◆ TRECHO DO TEXTO:

--------------------

POLUIÇÃO MEDIDA COM LASER EM SÃO PAULO

Ao criar a primeira máquina capaz de gerar um raio laser, em 1960, provavelmente o físico Theodore Maiman não imaginava que sua invenção, em tão pouco tempo, passaria a ser utilizada em múltiplas e tão distantes funções, como, por exemplo, na leitura de CDs, em cirurgias, obturações dentárias, sistemas de segurança de empresas, leitura de cartões magnéticos, como facas para o corte de chapas de aço, em aplicações militares – caso do projeto norte-americano Guerra nas Estrelas, em que satélites equipados com poderosos lasers serão colocados em órbita –, em análises das deformações no solo causadas por vulcões, permitindo o acompanhamento e previsão das erupções, na gravação de polímeros (plásticos especiais) ou na reprodução humana, onde o laser é usado como pinça para furar a membrana de um óvulo, permitindo sua fecundação por um espermatozóide.

--------------------

◆ DADOS FORNECIDOS:
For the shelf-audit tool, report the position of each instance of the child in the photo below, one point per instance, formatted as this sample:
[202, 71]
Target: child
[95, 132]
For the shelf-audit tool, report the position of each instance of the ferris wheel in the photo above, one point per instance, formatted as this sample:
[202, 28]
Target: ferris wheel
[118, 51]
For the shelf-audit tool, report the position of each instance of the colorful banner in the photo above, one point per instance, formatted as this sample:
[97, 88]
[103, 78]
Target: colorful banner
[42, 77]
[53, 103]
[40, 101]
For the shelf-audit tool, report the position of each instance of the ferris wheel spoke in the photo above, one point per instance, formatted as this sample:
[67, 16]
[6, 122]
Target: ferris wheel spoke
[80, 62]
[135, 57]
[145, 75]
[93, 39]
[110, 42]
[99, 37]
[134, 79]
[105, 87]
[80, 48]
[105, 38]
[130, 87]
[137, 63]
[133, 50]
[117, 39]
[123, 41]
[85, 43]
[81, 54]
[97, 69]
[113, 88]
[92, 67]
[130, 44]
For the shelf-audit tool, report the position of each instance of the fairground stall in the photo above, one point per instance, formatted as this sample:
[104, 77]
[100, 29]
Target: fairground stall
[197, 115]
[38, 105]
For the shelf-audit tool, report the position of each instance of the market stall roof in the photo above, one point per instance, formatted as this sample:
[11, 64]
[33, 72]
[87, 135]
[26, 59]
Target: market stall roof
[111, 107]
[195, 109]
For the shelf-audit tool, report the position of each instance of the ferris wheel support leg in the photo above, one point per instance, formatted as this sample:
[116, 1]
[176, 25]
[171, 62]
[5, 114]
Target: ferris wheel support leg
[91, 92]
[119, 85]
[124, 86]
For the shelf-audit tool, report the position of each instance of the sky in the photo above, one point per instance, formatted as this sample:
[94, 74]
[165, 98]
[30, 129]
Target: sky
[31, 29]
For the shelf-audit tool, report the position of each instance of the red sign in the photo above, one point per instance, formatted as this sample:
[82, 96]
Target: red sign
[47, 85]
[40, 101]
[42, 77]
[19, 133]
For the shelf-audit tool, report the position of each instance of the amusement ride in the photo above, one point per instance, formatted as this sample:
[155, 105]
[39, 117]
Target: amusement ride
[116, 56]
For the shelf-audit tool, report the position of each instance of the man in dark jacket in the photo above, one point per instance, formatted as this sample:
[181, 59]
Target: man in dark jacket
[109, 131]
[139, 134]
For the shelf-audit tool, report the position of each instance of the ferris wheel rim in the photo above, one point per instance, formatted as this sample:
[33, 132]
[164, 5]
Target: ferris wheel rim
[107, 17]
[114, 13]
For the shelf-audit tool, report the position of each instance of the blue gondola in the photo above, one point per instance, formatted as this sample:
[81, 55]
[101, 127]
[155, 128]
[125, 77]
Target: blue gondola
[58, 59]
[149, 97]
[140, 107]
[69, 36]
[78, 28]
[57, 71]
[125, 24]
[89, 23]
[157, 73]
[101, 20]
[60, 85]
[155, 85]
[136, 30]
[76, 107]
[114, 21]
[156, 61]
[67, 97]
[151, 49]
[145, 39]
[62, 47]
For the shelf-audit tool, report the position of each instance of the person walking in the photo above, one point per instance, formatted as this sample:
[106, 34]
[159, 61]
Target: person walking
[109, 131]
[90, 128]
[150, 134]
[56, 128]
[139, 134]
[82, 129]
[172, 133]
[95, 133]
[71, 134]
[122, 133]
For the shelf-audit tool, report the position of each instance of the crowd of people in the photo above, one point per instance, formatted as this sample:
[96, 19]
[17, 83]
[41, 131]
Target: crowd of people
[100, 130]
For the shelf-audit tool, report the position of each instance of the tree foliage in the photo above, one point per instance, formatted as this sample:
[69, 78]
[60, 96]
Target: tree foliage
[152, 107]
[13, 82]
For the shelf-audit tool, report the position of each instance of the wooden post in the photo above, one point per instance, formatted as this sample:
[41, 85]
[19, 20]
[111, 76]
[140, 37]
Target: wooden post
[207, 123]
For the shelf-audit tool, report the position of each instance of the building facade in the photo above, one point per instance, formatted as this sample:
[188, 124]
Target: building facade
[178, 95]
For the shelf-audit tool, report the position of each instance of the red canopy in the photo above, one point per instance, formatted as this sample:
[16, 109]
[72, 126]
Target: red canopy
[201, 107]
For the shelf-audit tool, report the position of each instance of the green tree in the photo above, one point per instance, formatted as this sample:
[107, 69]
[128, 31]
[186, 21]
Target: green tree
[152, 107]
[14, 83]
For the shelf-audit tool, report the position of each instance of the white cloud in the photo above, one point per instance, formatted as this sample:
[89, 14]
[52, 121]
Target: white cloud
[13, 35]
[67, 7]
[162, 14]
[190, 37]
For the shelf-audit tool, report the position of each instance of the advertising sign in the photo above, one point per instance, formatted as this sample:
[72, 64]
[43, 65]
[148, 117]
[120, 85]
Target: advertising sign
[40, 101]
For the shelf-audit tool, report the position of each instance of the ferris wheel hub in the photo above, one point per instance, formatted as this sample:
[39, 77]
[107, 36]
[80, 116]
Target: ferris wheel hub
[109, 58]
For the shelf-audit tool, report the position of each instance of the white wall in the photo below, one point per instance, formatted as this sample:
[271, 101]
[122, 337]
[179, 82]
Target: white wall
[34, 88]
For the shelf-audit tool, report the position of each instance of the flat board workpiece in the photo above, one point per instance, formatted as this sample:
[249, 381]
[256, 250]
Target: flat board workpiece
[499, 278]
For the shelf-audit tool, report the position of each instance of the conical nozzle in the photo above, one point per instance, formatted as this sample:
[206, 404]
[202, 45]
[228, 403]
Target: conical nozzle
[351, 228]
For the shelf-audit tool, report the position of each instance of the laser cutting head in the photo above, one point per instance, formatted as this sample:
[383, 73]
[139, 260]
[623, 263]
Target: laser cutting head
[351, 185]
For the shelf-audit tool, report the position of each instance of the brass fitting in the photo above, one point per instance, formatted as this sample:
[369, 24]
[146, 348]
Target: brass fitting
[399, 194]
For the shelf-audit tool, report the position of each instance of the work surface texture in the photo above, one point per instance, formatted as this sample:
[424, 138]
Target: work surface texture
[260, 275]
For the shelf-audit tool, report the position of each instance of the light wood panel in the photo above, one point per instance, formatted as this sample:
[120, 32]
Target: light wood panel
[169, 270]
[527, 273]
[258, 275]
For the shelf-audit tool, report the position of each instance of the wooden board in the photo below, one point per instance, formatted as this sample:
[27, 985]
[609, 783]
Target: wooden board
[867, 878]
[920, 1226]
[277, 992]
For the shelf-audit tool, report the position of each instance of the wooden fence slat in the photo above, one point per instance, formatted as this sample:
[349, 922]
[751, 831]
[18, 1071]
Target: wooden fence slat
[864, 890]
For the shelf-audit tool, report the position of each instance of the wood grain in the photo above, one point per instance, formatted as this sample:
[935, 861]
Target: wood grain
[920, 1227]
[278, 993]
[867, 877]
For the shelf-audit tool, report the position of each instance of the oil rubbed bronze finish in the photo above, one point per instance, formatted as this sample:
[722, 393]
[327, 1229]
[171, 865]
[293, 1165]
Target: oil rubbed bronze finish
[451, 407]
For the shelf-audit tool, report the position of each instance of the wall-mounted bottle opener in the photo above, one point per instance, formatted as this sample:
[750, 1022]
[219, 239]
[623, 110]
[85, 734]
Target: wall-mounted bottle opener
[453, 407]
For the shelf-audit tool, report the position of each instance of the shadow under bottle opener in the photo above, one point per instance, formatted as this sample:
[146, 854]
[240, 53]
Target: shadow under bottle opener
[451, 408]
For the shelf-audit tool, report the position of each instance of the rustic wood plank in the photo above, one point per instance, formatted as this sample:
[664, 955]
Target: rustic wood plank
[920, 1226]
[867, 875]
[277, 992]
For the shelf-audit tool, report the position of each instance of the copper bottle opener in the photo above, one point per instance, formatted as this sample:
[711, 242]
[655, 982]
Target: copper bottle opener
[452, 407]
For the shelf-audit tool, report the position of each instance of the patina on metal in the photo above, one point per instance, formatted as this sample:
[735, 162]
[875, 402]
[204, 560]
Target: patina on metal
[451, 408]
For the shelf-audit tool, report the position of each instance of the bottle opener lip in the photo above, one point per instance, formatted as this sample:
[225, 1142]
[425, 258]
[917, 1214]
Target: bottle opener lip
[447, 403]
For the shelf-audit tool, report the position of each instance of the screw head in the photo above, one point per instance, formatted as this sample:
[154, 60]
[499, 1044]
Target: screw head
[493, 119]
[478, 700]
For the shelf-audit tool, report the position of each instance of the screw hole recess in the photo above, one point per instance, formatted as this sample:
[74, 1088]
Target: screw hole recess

--------------------

◆ REQUISITOS DAS TAREFAS:
A: Duplique, do texto sobre o laser, o trecho de "POLUIÇÃO MEDIDA COM" até "por um espermatozóide.".
B: De acordo com o texto sobre o laser, quem criou a primeira máquina capaz de gerar um raio laser?
C: Prossiga com o texto sobre o laser a partir da última frase apresentada.
As linhas vêm de outra fonte.

◆ PROBLEMAS RESOLVIDOS:
A:
POLUIÇÃO MEDIDA COM LASER EM SÃO PAULO

Ao criar a primeira máquina capaz de gerar um raio laser, em 1960, provavelmente o físico Theodore Maiman não imaginava que sua invenção, em tão pouco tempo, passaria a ser utilizada em múltiplas e tão distantes funções, como, por exemplo, na leitura de CDs, em cirurgias, obturações dentárias, sistemas de segurança de empresas, leitura de cartões magnéticos, como facas para o corte de chapas de aço, em aplicações militares – caso do projeto norte-americano Guerra nas Estrelas, em que satélites equipados com poderosos lasers serão colocados em órbita –, em análises das deformações no solo causadas por vulcões, permitindo o acompanhamento e previsão das erupções, na gravação de polímeros (plásticos especiais) ou na reprodução humana, onde o laser é usado como pinça para furar a membrana de um óvulo, permitindo sua fecundação por um espermatozóide.

B: O físico Theodore Maiman.

C:
Mas uma das mais recentes aplicações dessa tecnologia é na medição dos níveis da poluição atmosférica. O Ipen-Instituto de Pesquisas Energéticas e Nucleares , ligado ao governo de São Paulo e instalado no campus da USP, há um mês começou a medir, por meio de um feixe de laser, em tempo real, a concentração de poluentes até uma altura de 15 quilômetros sobre a cidade de São Paulo.

Essa primeira iniciativa do projeto fez parte de uma campanha de medidas simultâneas de poluição que também envolveu pesquisadores do Instituto de Astronomia, Geofísica e Ciências Atmosféricas (IAG), do Instituto de Física (IF), ambos da USP, do Instituto Nacional de Pesquisas Espaciais (Inpe), da Universidade Técnica de Atenas (Grécia) e da Companhia de Tecnologia de Saneamento Ambiental (Cetesb), num total de 30 pessoas.

"Nessa primeira etapa colhemos dados do laser sobre os níveis de poluição da capital paulista que foram posteriormente analisados e transformados em números para serem comparados com os resultados de outras técnicas de medida que foram utilizadas simultaneamente como, por exemplo, um aparelho que utiliza som ao invés de luz", explica o físico Nilson Dias Vieira Junior, diretor do Centro de Lasers e Aplicações (Cla) do Ipen e conselheiro da Fundação de Amparo à Pesquisa do Estado de São Paulo (Fapesp). "O objetivo é continuar a empregar o laser em medições futuras, aprimorando suas aplicações."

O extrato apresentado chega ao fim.